Reverse Proxying With Apache 2.0
December 18, 2003
The
previous Apache-focused tutorial published on ServerWatch discussed the
benefits of a proxy server for the network, and how it can speed up
access, reduce bandwidth requirements, and perform basic information
filtering tasks. This type of proxy is a forward proxy -- it forwards
requests from a network to the Internet.
However,
if the proxy model is flipped on its head, a different type of proxy
server is created -- a reverse proxy. In this instance, instead of
requests from a client being forwarded (and optionally cached) through
the proxy to the Internet, requests are forwarded (and cached) to one
or more Web servers, as illustrated in Figure 1.
Figure 1

Interesting, you're thinking. But what is the benefit of this?
Reverse
proxies are useful for reasons similar to why forward proxies are
useful. The performance and security aspects are similar to those
provided by a forward proxy. The other, and less obvious, advantage is
that a reverse proxy provides a unified interface to Web servers.
Reverse Proxy Gateway Operation
One of
the problems with supporting a modern Web site is that as the site
grows, the level and quantity of information requested and returned
also increases. A number of solutions have been developed to resolve
this issue. The most obvious is to just build a bigger, more powerful
server by adding more CPUs, RAM, disk space, and network interfaces.
Ultimately, however, a physical or practical limit is reached that
makes it impossible to expand any further.
Other
solutions involve simple, or complex, load balancing techniques,
clustering tools, or manual (and generally complex) methods of
splitting up the site into different areas, and manually redirecting
users to different machines to handle the requests and load.
With a
reverse proxy, a single machine is inserted to act as a gateway to the
real servers in the network. Now, instead of multiple machines directly
handling the requests from clients, a single machine is responsible for
accepting and redirecting the requests to the real servers. This means
that a single domain continues to appear as a single machine, while
still having the flexibility of multiple machines working behind the
scenes to honor the actual requests.
The
unified interface is, in essence, the same as using a forward proxy for
Internet access. However, instead of being a single interface to the
Internet, it becomes a single interface into the Web server network.

---+---

• Problem
Please list each thing that the Apache reverse proxy tutorial says can be added to build a bigger, more powerful server.

• Data
---+---

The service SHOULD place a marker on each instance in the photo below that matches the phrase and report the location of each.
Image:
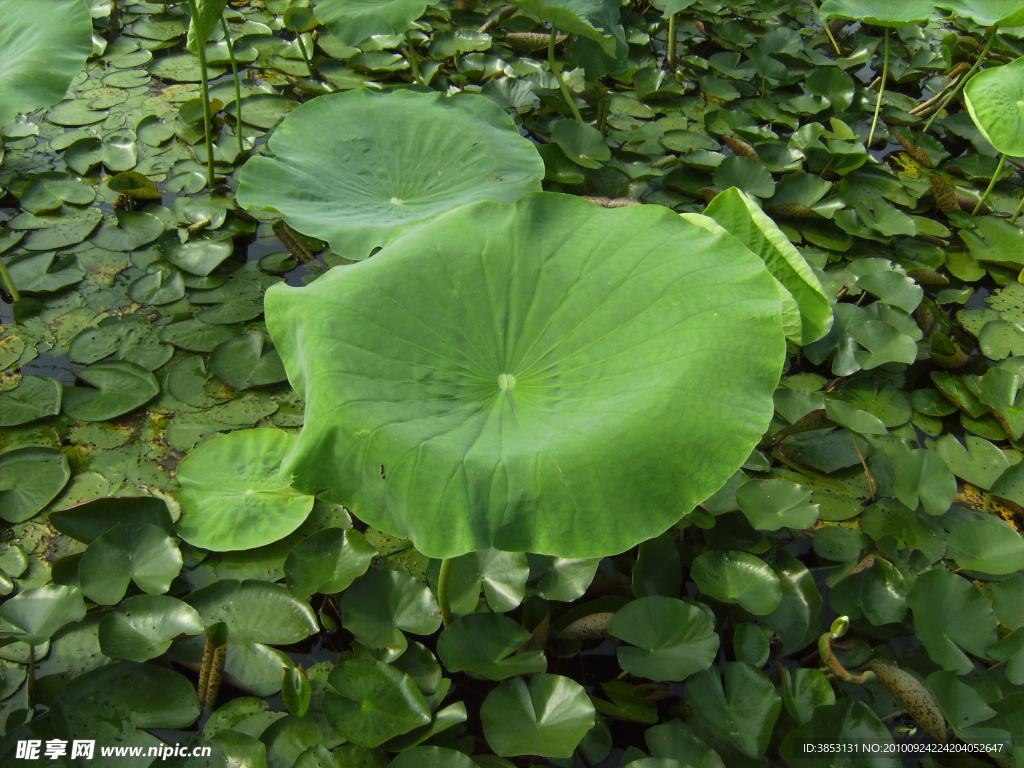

---+---

• Output below
- CPUs
- RAM
- Disk space
- Network interfaces